● TO DO
Every line of the entries with the word "positive" in it should be shown.

*** RECORD EXCERPTS ***

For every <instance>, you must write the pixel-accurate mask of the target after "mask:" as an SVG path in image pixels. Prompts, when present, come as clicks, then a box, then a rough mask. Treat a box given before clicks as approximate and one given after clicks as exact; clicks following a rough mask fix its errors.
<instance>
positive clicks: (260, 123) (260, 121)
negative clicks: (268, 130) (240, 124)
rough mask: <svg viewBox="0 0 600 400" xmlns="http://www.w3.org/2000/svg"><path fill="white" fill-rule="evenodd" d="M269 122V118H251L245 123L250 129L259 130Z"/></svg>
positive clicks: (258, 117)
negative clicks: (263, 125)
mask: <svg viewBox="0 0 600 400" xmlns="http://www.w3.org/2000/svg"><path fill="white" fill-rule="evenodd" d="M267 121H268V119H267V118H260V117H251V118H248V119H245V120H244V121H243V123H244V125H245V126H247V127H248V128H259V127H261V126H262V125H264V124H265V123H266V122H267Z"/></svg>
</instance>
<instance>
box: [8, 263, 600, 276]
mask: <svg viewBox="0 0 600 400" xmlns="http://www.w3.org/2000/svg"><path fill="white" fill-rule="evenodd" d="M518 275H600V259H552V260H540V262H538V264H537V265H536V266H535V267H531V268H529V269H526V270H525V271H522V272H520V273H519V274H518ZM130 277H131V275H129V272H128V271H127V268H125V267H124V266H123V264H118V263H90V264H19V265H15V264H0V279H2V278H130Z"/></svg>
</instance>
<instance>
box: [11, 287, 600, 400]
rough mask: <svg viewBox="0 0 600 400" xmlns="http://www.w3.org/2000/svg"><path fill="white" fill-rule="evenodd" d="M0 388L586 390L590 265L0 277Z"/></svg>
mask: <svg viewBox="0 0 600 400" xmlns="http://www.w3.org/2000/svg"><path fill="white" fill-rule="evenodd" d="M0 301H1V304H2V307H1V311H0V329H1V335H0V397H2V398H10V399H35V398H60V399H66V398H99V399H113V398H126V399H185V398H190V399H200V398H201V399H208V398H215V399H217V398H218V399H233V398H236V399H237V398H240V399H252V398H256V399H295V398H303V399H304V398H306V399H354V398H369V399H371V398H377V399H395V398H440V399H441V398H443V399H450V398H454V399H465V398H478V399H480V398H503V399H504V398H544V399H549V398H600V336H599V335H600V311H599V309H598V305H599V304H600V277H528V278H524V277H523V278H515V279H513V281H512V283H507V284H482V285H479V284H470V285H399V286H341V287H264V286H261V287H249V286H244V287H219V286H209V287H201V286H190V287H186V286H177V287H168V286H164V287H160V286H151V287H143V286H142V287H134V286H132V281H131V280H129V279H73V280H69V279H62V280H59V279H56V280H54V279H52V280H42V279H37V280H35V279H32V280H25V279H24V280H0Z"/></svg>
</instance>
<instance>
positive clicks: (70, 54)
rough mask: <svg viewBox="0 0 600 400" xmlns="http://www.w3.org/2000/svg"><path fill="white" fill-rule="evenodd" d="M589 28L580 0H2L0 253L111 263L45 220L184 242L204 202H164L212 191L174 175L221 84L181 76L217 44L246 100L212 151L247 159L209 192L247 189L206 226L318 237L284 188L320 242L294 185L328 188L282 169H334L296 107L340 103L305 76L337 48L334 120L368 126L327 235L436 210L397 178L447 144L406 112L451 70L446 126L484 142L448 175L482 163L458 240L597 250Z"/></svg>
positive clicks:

*** End of RECORD EXCERPTS ***

● SOLVED PROBLEM
positive clicks: (260, 123) (260, 121)
positive clicks: (258, 117)
positive clicks: (70, 54)
positive clicks:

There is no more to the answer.